◆ What you need to do:
A. Name every betting market that the CLV by market table in the xG weight A/B test write-up reports on.
B. Tally the lines of the listing that contain the string "pink". Reply with the number only.

--- start Selected excerpt ---

Sports Dashboard

MI Bivariate Poisson + Dixon-Coles + Elo

← Back to Blog
|model-update|ACCEPTED

xG Weight A/B Test: +3.99pp OVERS CLV at xgWeight=0.2

Walk-forward backtest across 26 leagues confirms xgWeight=0.2 beats control on every market. OVERS +3.99pp, UNDERS +3.31pp, SIDES +1.18pp. Effect is monotonic — no plateau. Deploying to production.

The Question

The MI Bivariate Poisson solver has an xgWeight parameter controlling how much the walk-forward rating calibration leans on expected goals vs actual goals. At xgWeight=0, the solver ignores xG entirely — ratings come from match outcomes and odds. At xgWeight=0.2, each team's xG performance contributes 20% of the signal to the rating update.

We've always known xG contains information the market hasn't fully priced. The question was whether injecting it into the solver — rather than using it only as a downstream filter — would improve CLV, and if so, how much and at what weight.

The Test

Walk-forward backtest across all 26 leagues, 2014-2025, weekly re-solve, 3-day embargo, 5% edge threshold. Four treatments:

TreatmentxgWeightConfig hash
Control036f89051 / b49dca45
Treat C0.05f201fabc / fd86694a
Treat B0.1723e6b3b / a66774ed
Treat A0.290bcc4cf / 3be2a87d

Each treatment required its own full set of walk-forward solver snapshots — ~5,000-12,000 per treatment, generated on a dedicated cloud compute VM over 5 days. Each backtest evaluated ~258,000 bets per treatment.

The Results

CLV by market

MarketControlxg=0.05xg=0.1**xg=0.2**Best vs Control
SIDES+8.94%+9.11%+9.46%**+10.12%****+1.18pp**
UNDERS+12.61%+14.41%+15.22%**+15.92%****+3.31pp**
OVERS+10.66%+13.70%+14.18%**+14.65%****+3.99pp**
AH+9.97%+9.66%+9.63%+9.80%-0.17pp

xgWeight=0.2 wins on every market except AH (where all treatments are statistically indistinguishable). The effect is monotonically increasing — no plateau, no diminishing returns at 0.2.

What the numbers mean

+3.99pp on OVERS is the headline. The Control model found +10.66% CLV on Over 2.5 bets. With xgWeight=0.2, that jumps to +14.65% — a 37% relative improvement in edge detection on the same market, same odds, same time period.

+3.31pp on UNDERS and +1.18pp on SIDES are smaller but consistent. The xG signal helps across the board — it's not a one-market artifact.

AH is flat at ~9.7-10.0% CLV regardless of xgWeight. This makes sense: Asian Handicap is Pinnacle's deepest, sharpest market. The odds already impound most of the information that xG carries. The solver's xG contribution can't beat what Pinnacle's AH line already knows.

--- end Selected excerpt ---
--- start Records provided ---

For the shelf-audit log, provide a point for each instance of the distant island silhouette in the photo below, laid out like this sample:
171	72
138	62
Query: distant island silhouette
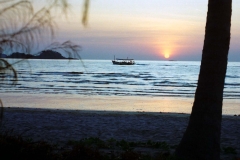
47	54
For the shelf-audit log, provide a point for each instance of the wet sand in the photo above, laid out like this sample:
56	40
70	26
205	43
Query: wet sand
59	126
140	119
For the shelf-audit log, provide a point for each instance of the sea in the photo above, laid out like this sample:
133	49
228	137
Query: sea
101	77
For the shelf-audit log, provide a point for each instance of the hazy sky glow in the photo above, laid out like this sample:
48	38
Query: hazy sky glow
144	29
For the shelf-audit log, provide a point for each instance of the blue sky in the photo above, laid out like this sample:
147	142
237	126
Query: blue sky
144	29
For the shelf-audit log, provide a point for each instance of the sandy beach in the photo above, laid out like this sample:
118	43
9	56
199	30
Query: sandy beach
133	123
59	126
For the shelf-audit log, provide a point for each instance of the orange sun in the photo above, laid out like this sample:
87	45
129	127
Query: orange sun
166	55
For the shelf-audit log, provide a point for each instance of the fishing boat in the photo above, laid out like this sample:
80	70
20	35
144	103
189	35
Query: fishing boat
123	61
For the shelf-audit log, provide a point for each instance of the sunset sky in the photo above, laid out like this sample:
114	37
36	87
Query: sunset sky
144	29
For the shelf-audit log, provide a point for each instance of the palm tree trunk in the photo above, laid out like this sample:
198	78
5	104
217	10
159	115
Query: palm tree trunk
202	137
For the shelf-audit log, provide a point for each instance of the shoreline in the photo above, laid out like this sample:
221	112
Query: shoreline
109	103
59	126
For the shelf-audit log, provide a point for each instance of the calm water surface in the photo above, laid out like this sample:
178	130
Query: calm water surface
101	77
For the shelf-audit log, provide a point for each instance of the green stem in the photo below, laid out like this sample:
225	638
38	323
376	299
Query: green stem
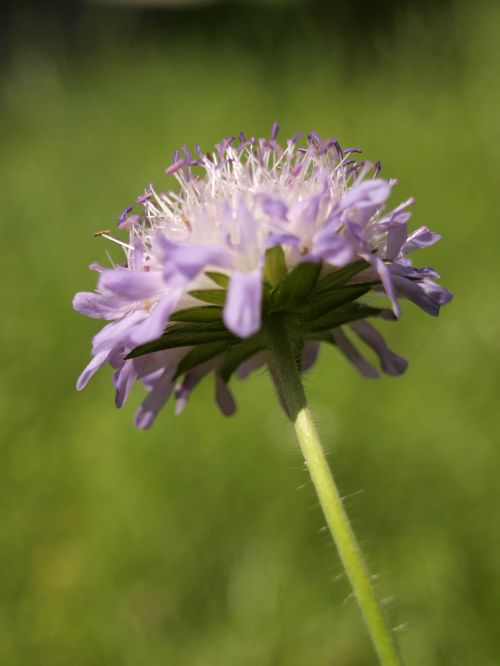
287	378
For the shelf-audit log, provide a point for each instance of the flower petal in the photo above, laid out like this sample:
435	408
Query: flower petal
242	312
422	237
130	284
97	362
154	401
391	363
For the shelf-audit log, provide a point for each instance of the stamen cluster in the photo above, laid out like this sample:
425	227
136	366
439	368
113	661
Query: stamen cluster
253	229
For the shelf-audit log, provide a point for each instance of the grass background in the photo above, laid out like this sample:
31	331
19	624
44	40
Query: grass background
200	542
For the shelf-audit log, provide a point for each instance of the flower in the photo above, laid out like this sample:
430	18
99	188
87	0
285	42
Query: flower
254	228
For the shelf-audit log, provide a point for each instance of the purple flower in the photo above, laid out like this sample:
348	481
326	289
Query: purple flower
253	228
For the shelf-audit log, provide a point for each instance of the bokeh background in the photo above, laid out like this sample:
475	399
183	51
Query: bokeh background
200	542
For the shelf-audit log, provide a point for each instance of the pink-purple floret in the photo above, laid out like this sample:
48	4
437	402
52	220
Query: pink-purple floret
139	298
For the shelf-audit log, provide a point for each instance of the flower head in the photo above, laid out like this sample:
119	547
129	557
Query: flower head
253	228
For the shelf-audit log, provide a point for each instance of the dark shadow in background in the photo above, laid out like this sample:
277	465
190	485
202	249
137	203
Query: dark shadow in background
71	29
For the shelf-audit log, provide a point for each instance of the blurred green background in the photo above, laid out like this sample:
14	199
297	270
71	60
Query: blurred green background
200	542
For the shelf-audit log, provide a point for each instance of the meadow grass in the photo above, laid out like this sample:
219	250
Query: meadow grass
200	542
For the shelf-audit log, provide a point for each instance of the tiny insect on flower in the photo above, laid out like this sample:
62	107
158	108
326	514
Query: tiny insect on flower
252	229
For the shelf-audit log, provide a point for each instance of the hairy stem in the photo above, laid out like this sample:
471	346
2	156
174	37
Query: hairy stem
289	385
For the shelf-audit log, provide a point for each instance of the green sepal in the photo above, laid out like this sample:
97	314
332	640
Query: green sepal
296	287
212	296
203	313
185	335
326	301
342	315
220	279
341	276
275	266
240	352
198	355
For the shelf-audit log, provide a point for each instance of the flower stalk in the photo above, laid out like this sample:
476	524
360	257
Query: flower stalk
289	386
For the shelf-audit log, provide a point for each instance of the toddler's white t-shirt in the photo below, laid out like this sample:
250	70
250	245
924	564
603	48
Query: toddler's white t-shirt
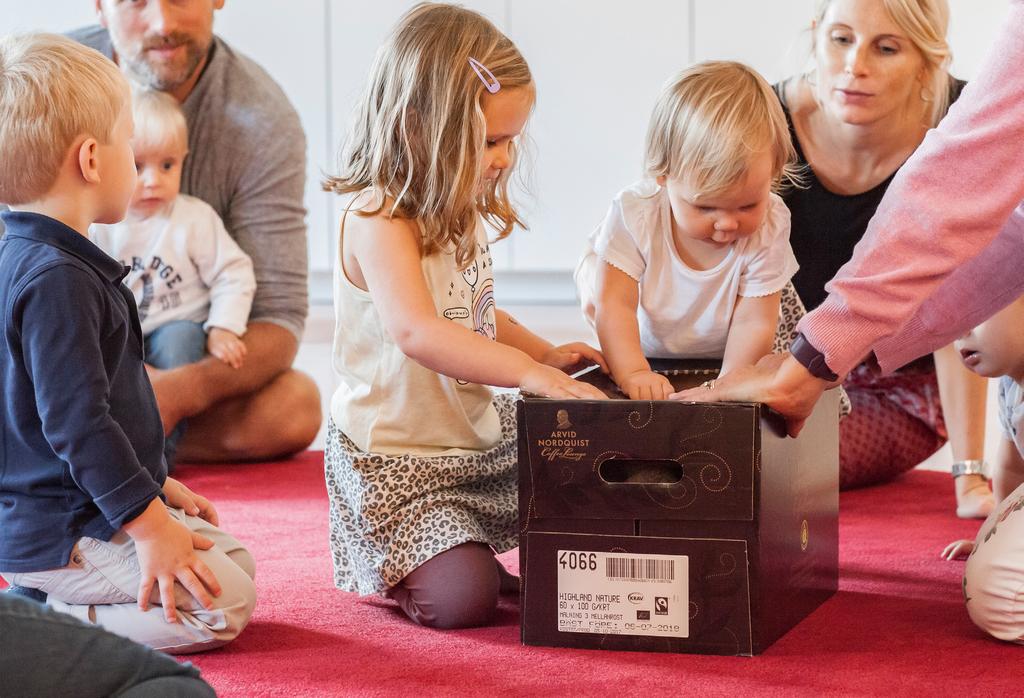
684	312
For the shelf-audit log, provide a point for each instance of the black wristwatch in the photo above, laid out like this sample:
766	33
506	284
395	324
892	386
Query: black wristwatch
811	358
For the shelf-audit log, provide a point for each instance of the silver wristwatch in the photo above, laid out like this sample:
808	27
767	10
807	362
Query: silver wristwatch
974	467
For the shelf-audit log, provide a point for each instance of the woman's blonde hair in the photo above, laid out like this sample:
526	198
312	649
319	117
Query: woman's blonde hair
419	132
926	23
708	122
52	91
160	123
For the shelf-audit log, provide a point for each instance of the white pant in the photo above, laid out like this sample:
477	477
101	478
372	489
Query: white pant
99	584
993	578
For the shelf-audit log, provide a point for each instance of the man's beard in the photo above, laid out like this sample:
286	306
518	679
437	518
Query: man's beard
162	76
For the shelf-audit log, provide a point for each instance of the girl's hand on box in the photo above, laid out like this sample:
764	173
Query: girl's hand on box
572	356
957	550
646	385
549	382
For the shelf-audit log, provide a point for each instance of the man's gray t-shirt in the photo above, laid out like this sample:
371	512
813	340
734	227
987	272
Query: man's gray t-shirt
247	159
1012	411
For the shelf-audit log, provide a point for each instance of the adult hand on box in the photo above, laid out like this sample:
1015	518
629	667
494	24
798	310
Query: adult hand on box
779	381
646	385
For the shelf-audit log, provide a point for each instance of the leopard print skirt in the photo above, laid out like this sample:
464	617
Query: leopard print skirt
790	313
390	514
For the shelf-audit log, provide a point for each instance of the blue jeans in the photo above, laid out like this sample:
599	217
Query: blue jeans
45	653
170	346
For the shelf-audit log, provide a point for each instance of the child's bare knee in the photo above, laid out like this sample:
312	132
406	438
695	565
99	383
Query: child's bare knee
994	595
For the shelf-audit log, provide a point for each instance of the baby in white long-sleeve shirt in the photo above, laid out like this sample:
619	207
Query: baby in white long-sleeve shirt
193	284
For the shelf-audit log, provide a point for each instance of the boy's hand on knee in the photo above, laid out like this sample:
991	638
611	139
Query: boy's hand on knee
957	550
179	496
226	346
166	550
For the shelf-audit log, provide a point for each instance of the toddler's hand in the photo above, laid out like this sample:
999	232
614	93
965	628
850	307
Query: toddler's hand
226	346
957	550
549	382
166	551
646	385
179	496
567	356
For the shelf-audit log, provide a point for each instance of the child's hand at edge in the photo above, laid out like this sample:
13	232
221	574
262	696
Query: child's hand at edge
958	550
646	385
572	356
179	496
550	382
226	346
166	551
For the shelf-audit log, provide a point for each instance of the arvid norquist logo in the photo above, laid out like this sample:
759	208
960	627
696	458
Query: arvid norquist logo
563	443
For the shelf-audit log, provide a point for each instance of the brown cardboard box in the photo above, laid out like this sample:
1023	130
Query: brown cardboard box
672	526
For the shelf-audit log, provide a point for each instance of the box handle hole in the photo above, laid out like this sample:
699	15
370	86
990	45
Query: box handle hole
640	472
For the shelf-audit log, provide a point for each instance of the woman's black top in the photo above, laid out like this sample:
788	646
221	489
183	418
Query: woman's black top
825	225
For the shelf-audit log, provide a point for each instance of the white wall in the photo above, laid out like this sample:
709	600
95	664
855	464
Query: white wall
598	69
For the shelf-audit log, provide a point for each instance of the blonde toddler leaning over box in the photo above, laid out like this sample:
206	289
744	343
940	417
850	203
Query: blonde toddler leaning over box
691	261
421	459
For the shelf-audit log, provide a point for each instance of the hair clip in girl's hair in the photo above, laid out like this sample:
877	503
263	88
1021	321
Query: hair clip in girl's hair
485	76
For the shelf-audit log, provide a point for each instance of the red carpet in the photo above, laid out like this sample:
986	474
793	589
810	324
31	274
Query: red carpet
896	627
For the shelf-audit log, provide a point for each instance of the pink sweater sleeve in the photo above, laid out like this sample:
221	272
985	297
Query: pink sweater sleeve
943	209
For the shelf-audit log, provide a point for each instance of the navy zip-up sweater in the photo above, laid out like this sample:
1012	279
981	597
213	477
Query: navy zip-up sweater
81	444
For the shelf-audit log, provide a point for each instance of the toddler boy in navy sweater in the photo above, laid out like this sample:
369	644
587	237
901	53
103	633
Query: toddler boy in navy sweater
88	514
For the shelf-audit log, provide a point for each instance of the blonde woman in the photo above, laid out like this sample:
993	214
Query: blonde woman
879	81
421	459
691	261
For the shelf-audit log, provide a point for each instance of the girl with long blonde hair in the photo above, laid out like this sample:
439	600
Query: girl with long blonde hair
421	459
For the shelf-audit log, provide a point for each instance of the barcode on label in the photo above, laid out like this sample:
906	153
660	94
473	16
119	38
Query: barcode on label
640	568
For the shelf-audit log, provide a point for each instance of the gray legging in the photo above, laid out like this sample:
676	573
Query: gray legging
457	589
45	653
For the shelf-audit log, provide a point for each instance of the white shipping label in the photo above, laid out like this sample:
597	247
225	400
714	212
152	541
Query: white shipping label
624	594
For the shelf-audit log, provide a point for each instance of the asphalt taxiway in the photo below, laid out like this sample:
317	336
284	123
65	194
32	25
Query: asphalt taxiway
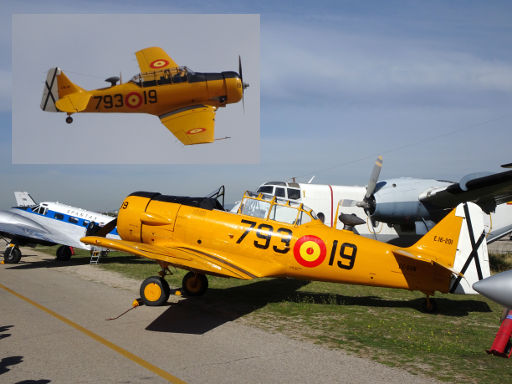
53	329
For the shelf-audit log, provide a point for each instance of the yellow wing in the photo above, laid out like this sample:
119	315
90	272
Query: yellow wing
182	256
191	125
154	58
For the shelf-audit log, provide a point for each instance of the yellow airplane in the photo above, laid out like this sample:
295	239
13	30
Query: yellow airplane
269	237
185	101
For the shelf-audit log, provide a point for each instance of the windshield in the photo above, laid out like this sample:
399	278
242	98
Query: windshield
162	76
265	206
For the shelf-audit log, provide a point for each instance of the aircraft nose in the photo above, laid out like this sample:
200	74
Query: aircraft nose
498	288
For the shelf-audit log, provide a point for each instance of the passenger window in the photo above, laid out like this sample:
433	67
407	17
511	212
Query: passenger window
280	192
284	214
293	193
255	208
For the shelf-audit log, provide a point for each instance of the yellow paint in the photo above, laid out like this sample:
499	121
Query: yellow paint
185	102
160	372
274	244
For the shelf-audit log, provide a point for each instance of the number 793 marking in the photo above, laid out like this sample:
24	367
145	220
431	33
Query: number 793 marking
265	232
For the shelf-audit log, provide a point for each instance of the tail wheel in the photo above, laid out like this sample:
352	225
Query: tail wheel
154	291
12	255
194	284
64	253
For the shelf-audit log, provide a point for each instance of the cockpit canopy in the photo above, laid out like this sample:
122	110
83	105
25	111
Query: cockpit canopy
265	206
289	191
162	76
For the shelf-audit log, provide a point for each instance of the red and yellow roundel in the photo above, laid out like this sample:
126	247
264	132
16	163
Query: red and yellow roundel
159	63
133	100
195	131
309	251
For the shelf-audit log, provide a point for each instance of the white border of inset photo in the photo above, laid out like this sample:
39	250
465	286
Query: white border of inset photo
93	47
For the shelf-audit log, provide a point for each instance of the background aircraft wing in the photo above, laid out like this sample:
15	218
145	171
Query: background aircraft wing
13	225
183	256
191	125
154	58
485	190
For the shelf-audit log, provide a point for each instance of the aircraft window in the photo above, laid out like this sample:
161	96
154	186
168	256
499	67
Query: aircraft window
255	208
266	189
280	192
293	194
284	214
304	218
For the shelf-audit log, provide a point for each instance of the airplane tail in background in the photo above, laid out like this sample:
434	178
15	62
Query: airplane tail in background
457	243
61	95
23	199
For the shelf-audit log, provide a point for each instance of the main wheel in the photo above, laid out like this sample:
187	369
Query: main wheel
154	291
194	284
64	253
12	255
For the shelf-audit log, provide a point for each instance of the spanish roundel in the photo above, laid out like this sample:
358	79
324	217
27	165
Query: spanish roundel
309	251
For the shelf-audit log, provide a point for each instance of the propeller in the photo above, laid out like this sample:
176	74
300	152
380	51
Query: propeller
368	199
244	85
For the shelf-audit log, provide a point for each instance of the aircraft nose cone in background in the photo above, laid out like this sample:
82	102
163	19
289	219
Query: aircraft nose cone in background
497	288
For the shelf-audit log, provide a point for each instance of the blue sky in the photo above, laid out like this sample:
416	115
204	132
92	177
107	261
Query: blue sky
426	84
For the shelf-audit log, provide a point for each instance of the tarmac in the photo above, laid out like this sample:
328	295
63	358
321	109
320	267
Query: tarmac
53	329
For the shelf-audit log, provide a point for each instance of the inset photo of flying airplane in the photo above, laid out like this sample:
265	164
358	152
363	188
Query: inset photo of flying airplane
111	88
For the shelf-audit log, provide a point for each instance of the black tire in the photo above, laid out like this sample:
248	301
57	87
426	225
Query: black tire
64	253
12	255
194	284
154	291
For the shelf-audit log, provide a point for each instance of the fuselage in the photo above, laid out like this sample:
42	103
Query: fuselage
287	235
161	91
51	222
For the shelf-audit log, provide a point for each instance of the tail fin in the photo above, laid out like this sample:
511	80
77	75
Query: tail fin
61	95
456	243
23	199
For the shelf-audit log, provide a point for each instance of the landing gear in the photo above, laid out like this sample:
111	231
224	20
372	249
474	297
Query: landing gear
194	284
154	291
430	305
12	254
64	253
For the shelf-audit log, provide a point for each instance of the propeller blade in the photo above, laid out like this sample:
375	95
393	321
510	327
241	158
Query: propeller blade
374	178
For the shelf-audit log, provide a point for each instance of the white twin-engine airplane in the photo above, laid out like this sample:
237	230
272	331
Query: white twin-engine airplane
47	223
401	210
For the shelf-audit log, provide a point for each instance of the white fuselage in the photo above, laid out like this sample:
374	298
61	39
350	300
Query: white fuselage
327	199
52	222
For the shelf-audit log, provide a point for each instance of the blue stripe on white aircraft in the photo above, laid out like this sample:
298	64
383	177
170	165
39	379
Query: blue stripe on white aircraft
47	223
403	208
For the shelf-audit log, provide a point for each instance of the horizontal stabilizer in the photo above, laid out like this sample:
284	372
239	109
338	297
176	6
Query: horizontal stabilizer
74	102
23	199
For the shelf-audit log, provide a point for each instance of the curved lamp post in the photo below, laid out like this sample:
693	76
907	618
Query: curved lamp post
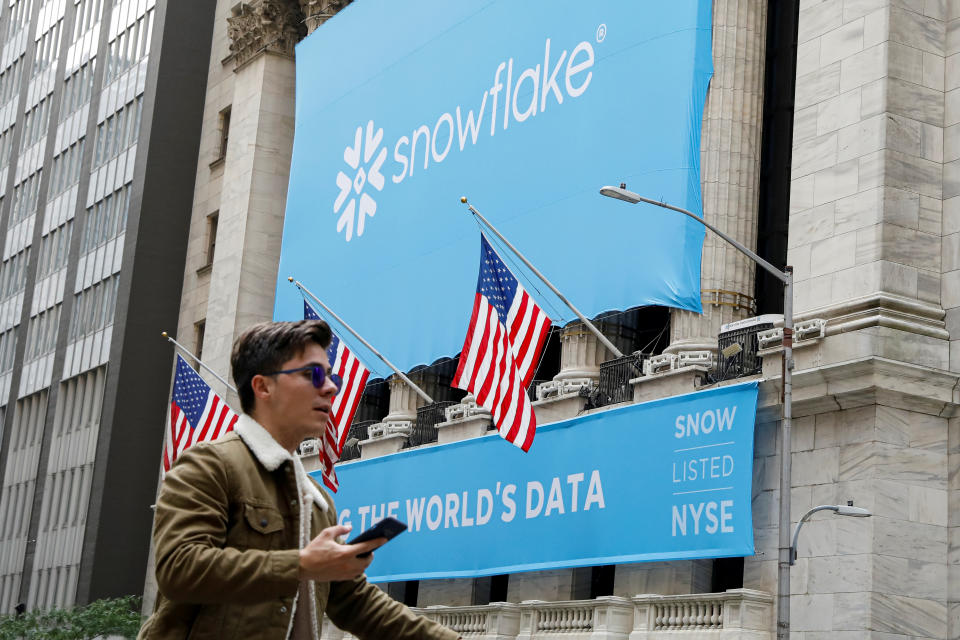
841	510
786	277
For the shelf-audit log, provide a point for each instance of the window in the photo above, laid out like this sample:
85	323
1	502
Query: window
25	197
54	248
106	219
46	49
224	132
13	274
93	308
42	333
66	169
35	123
88	14
118	132
18	17
10	80
6	143
199	329
77	89
212	221
128	48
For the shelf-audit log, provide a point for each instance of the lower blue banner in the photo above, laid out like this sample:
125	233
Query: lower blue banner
663	480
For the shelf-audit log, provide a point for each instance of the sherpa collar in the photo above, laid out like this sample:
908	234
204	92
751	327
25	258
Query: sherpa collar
271	455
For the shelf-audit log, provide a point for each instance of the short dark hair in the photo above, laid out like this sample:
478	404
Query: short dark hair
264	347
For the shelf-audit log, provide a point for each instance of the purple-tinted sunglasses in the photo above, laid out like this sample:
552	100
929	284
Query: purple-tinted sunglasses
317	375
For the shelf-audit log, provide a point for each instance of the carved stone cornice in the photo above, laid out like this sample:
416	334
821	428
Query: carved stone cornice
262	26
317	12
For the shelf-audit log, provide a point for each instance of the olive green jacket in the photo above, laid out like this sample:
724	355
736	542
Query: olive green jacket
226	538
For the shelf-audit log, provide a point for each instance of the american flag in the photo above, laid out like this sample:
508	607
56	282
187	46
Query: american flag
197	414
502	348
354	376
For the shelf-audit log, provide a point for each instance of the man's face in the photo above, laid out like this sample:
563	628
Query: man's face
301	409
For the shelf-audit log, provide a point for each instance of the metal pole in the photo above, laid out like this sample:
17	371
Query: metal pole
629	196
786	463
785	276
199	361
602	338
420	392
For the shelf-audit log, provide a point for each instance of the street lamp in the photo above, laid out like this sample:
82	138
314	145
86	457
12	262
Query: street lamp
786	277
840	509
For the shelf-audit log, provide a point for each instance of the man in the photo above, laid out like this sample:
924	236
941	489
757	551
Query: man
246	543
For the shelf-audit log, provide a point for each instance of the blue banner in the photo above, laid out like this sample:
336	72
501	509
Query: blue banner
663	480
527	108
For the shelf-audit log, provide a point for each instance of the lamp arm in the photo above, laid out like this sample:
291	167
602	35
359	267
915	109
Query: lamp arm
747	252
796	532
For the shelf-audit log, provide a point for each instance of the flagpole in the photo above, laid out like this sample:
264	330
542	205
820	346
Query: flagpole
420	392
602	338
199	361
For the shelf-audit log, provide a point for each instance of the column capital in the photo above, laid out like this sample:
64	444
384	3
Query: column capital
261	26
316	12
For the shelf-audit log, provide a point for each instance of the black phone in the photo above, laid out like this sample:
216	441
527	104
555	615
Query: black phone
388	528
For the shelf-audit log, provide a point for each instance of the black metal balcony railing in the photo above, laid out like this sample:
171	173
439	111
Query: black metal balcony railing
615	375
745	361
532	389
428	417
356	434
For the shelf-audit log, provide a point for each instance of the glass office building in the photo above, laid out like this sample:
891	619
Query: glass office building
93	216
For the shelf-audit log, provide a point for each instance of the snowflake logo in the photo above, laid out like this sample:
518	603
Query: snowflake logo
351	190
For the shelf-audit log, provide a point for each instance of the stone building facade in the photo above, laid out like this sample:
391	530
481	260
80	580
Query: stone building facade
92	189
874	239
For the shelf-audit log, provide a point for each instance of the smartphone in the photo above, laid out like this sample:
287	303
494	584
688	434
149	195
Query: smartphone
387	528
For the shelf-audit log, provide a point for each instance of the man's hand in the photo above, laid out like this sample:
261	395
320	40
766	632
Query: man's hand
326	560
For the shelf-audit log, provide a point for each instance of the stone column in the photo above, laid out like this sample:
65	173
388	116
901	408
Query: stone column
316	12
730	172
256	170
872	188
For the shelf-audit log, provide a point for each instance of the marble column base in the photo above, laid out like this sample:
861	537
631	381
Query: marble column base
382	446
669	383
464	429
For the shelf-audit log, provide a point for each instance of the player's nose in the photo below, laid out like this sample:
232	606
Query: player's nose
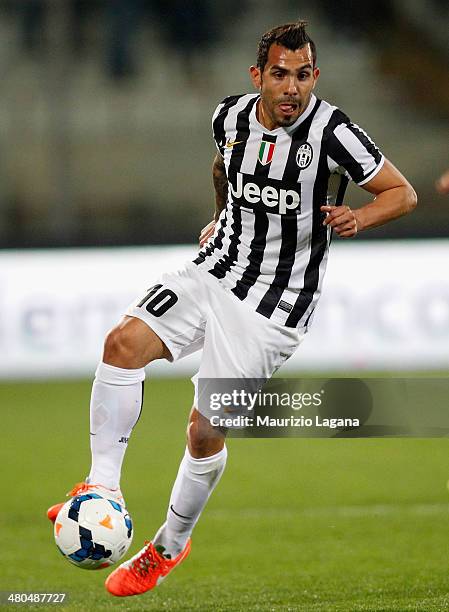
292	87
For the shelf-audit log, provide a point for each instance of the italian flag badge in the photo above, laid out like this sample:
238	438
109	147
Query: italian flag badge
266	152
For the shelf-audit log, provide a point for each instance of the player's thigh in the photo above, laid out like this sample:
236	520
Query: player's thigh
133	344
241	343
172	310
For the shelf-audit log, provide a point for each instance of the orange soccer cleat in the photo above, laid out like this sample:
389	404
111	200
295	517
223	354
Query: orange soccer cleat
84	487
144	571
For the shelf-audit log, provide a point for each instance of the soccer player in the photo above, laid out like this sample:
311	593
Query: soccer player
284	159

--- end Records provided ---

◆ Responses to the exercise:
A. SIDES, UNDERS, OVERS, AH (Asian Handicap)

B. 4